The album received universal critical acclaim for its experimental production—the use of flamenco elements mixed with pop and urbano music—Rosalía's vocals, and accompanying visuals. It became a commercial success, reaching the top of the Spanish Charts and the US Billboard Latin Pop Albums chart. It also scored her second consecutive Premio Ruido win. Since June 2021, El Mal Querer holds the record for the longest-charting album in Spanish history.

All aspects of El Mal Querer, including visuals, engineering, composition and vocals, were highly awarded by the Recording Academy. At the 2018 Latin Grammy Awards, "Malamente" was nominated for five awards including Record of the Year, Song of the Year, Best Short Form Music Video, Best Urban Fusion Performance and Best Alternative Song, winning the latter two, and at the next year's ceremony, the album won for Album of the Year, Best Contemporary Pop Vocal Album, Best Engineered Album and Best Recording Package, while the song "Pienso En Tu Mirá" was nominated for Best Pop Song. With six awards, it became the most awarded album by a female artist and the only female artist to win Album of the Year after Shakira. The album also won the Grammy Award for Best Latin Rock, Urban or Alternative Album at the 62nd Annual Grammy Awards. In the 2020 update of Rolling Stone's 500 Greatest Albums of All Time, El Mal Querer was named the greatest Spanish-language album of all time and the 315th best overall. The same magazine placed it in the 50 Best Concept Albums of All Time of 2022, also being the best in Spanish-language and the 10th best overall.

* [GIVEN INSTRUCTION A] According to the text about El Mal Querer, why is the album called a commercial success? Answer in one to three sentences.
The text and the records were taken from different sources.

* [ROWS]
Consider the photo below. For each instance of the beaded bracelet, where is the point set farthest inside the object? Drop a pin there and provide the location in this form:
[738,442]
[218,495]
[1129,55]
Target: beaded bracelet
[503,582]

* [GIVEN INSTRUCTION B] Format every line of the records as a JSON list of strings, with one string per line and blank lines omitted.

* [FINAL ANSWER A] The album is called a commercial success because it reached the top of the Spanish Charts and the US Billboard Latin Pop Albums chart.

* [FINAL ANSWER B]
[
  "Consider the photo below. For each instance of the beaded bracelet, where is the point set farthest inside the object? Drop a pin there and provide the location in this form:",
  "[738,442]",
  "[218,495]",
  "[1129,55]",
  "Target: beaded bracelet",
  "[503,582]"
]